A run of rows:

---*---

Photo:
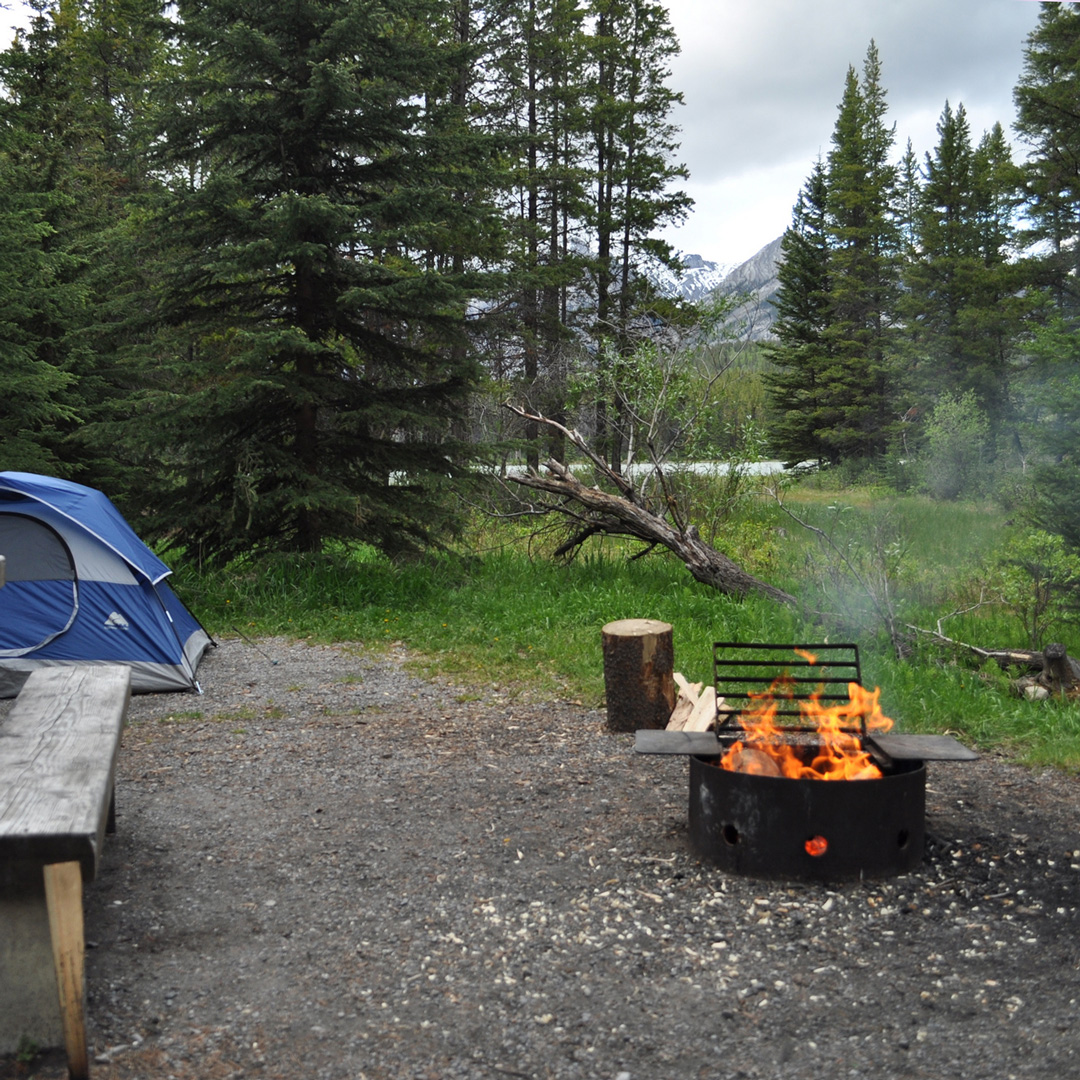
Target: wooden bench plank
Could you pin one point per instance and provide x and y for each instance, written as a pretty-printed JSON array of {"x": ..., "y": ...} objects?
[
  {"x": 58, "y": 750},
  {"x": 64, "y": 899}
]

---*---

→ **What needs to be done**:
Copy out every line of the rows above, requests included, shifting each x and y coordinate in the answers up by 43. Leave the pictures out.

→ **Response to the exercise**:
Photo:
Target: wooden bench plank
Could you pin one point per instance and provide x and y for each instance, written as a pretty-printed JSON array of {"x": ..., "y": ...} objects?
[
  {"x": 101, "y": 793},
  {"x": 107, "y": 942}
]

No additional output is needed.